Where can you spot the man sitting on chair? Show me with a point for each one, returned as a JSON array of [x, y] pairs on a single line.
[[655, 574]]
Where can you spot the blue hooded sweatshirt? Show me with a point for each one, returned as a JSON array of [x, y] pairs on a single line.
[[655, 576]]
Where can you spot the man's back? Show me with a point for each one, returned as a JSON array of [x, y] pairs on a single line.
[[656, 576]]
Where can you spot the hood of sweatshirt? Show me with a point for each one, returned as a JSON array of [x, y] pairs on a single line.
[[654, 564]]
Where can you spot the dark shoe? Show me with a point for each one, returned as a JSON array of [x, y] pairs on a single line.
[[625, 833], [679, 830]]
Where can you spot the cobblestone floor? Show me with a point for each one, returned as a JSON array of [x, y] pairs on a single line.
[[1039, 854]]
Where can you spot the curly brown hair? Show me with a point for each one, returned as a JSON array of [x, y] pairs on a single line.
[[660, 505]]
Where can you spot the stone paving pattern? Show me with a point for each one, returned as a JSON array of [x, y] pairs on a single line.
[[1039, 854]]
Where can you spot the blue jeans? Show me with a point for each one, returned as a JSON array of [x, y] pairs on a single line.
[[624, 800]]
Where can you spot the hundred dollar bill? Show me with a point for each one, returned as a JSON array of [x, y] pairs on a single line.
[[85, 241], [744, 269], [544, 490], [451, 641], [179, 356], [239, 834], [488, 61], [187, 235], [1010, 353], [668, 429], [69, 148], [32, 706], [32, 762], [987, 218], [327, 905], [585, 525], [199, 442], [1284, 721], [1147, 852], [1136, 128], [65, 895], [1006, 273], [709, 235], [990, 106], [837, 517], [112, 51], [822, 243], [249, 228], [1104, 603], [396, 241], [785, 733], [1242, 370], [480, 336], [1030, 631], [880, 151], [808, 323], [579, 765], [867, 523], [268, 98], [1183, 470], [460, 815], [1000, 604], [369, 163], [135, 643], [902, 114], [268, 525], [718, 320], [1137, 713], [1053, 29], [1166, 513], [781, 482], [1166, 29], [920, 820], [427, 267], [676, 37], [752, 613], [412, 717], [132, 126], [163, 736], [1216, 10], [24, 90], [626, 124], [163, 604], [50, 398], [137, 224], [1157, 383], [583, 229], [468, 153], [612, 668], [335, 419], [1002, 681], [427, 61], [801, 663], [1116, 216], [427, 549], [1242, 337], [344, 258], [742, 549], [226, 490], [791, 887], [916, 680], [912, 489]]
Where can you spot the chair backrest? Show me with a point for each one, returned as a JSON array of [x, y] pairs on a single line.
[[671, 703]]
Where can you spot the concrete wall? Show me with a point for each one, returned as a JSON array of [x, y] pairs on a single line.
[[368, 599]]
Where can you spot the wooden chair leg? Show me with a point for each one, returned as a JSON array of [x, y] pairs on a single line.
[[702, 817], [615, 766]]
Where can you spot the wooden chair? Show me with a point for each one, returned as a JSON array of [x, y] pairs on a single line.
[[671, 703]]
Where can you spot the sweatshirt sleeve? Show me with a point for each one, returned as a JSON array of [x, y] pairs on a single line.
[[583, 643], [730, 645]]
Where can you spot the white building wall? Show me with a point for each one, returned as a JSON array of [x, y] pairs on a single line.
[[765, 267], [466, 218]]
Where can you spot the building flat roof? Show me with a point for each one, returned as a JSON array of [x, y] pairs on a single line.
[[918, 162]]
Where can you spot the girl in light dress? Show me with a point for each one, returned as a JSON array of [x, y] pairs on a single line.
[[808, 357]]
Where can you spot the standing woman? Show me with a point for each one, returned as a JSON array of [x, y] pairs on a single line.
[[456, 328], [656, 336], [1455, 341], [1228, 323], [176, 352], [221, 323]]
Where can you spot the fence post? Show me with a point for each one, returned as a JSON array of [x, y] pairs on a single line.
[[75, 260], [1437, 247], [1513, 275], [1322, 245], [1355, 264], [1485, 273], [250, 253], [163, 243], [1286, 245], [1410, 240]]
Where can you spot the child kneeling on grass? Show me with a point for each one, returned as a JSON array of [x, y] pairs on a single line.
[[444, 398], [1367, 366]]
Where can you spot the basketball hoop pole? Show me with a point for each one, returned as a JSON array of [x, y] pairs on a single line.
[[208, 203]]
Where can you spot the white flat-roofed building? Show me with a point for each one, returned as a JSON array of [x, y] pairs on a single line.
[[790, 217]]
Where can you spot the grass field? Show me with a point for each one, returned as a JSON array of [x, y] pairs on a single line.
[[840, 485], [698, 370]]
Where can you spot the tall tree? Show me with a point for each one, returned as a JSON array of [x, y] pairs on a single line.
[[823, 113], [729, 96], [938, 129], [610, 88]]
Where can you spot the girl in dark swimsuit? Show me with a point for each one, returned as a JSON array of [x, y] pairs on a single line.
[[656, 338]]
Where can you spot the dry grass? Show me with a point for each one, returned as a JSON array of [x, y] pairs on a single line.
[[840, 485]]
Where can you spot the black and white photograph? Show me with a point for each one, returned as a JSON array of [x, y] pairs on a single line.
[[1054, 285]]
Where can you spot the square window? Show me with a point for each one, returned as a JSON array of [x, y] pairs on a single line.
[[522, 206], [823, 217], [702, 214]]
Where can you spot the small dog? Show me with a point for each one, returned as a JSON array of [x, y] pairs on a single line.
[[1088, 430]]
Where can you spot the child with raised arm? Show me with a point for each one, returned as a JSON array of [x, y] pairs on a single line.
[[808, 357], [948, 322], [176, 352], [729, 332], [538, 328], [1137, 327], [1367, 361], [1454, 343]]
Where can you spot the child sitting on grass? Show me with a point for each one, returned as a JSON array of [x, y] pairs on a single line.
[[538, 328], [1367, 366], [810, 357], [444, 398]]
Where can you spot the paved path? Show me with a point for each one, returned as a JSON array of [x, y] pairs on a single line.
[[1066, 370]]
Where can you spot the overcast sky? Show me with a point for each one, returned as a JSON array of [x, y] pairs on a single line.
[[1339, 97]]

Task directions
Rewrite the records between the line containing "Where can you spot the child kneeling" and the line containing "[[1088, 430]]", inclusive, replacing "swimsuit" with "bathing suit" and leaving everything else unchanged.

Answer in full
Where can you spot the child kneeling on grass? Show me with a point for each one, returned as a JSON array of [x, y] pairs on a single line.
[[444, 398], [1367, 366]]
Where can you spot the basketball hoop pole? Show me with a point for each one, returned as a JSON array of [x, y] pairs on a single line.
[[208, 203]]
Where can you spot the white flat-roofed building? Show me with a point for each one, returned as a JSON array of [x, y] pairs on a single line.
[[790, 217]]
Where can you spot the grass field? Show me with a point for each one, returned as a JSON array of [x, y] pairs on a single line.
[[840, 485], [698, 370]]
Where can you spot the tall tree? Show me with a point for each one, returned as a JSON array of [x, y] pairs on a single line.
[[823, 113], [729, 96], [938, 129], [610, 88]]
Where can you spot the girl in dark bathing suit? Show me with a point for each one, returned as a JSON array of [x, y] pairs on a single line.
[[656, 338]]
Where can you spot the dry grass? Show me with a point for each one, returned as a JSON array of [x, y] pairs on a single line.
[[840, 485]]
Where can you spot the black and white photograph? Show me with a point for each one, returned as a JSON array of [x, y] pairs on a single line.
[[1054, 285]]
Where can you spot the square window? Show me with a point for each one, returned as a JSON array of [x, y] pairs on a single line.
[[522, 206], [823, 217], [702, 214]]
Where can you spot the small dog? Show me with a point for each one, returned as a JSON array of [x, y] pairs on a single line.
[[1088, 430]]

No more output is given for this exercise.